## Ejercicios
1: Traduce al inglés esta oración del texto sobre la Iglesia y la educación: "Aumentaron considerablemente los discursos en contra de la educación formal, trayendo como consecuencia un cierre considerable de colegios."
2: Sigue escribiendo el texto sobre la Iglesia y la educación a partir de su última oración.

## Fragmento del texto
▼

En la década de los noventas, al interior de la Iglesia, se cuestionó mucho hasta dónde era posible seguir coordinando las instituciones educativas, tomando en cuenta el cambio de paradigma social, las interpretaciones equivocadas sobre el Concilio Vaticano II, la crisis económica, el alto grado de secularización, etcétera. Aumentaron considerablemente los discursos en contra de la educación formal, trayendo como consecuencia un cierre considerable de colegios. Algunos, debido a situaciones externas que los condicionaron, pero otros a causa de las ideologías del momento. ¿El resultado? Vacíos en la sociedad que no trajeron un cambio o mayor justicia para con los pobres, sino la ausencia de referencias en el campo de la educación y su incidencia en las nuevas generaciones de tal forma que al egresar pudieran tener mayor conciencia social. Dicha sombra continúa siendo un problema en la actualidad, porque existe la idea o tendencia de contraponer lo formal con lo informal, olvidando que ambas metodologías poseen un trasfondo formativo que, lejos de excluirse, lleva a un binomio clave. No es optar por una en detrimento de la otra. Es verdad que el paradigma de la educación es tan complejo que se necesitan espacios extraescolares, como un grupo juvenil o parroquia; sin embargo, el error ha sido pretender la confrontación, en vez de trabajar por una necesaria coordinación. Y claro, dirigir una escuela, siempre será difícil, incluso lanza hacia la vulnerabilidad, pero debemos mantenernos firmes.

▲

## Material extraído
▼

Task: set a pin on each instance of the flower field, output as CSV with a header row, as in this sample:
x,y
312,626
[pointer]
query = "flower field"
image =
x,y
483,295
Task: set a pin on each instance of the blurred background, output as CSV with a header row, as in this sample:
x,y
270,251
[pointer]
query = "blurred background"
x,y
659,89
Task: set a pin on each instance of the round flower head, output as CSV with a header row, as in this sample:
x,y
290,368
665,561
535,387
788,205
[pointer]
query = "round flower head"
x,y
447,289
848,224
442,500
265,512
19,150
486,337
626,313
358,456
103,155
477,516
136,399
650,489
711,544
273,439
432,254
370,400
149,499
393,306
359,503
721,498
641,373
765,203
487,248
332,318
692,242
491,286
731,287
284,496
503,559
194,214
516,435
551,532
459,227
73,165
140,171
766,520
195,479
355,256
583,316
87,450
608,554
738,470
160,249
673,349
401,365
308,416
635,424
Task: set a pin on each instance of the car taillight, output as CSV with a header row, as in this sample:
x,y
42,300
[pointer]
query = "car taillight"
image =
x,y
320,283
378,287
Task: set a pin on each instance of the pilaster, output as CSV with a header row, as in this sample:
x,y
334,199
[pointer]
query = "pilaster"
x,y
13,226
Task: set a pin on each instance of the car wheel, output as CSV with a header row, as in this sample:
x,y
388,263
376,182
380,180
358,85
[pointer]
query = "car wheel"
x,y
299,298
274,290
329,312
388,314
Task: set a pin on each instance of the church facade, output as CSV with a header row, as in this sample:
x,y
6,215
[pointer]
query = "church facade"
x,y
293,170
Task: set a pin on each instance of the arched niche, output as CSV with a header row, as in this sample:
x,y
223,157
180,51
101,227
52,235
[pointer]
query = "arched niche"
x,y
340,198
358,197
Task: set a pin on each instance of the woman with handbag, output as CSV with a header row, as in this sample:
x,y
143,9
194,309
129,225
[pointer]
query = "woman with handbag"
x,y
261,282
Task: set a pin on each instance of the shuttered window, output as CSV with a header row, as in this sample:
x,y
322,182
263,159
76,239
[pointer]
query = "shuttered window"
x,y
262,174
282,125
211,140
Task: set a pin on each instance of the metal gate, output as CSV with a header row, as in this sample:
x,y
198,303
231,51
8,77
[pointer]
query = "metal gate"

▲

## Respuestas por ejercicio
1: Discourse against formal education increased considerably, leading to the closure of a considerable number of schools.

2:
Para muchos, las clases son cosa del pasado. ¿El argumento? El cambio generacional; sin embargo, ¿podemos en verdad suprimir las aulas en aras de mayores experiencias? Es verdad que, por ejemplo, en el caso de la universidad, hay que salir, llevar a cabo prácticas, pero ¿después?, ¿cómo se recuperan los aprendizajes de calle? Se necesita de un horario y espacio para retomar, leer, analizar y debatir. El problema no son las clases, sino el método. La educación formal sigue siendo un espacio fundamental. Precisamente por negarlo o pretender suplantarlo, hay tantas deficiencias académicas que se notan cuando una figura pública es incapaz de leer un discurso con técnicas de oratoria adecuadas. Se critica a los maestros tradicionales y, aunque es bueno hacerlo para aprender del pasado, hay cosas que nunca pasarán de moda. Por ejemplo, el hábito de leer. Por una parte, buscamos el constructivismo, pero ¿acaso se puede construir algo sin lecturas previas? La educación informal, tiene su lugar de importancia, pero no basta. Y cerrar un colegio para abrir otras formas, tampoco.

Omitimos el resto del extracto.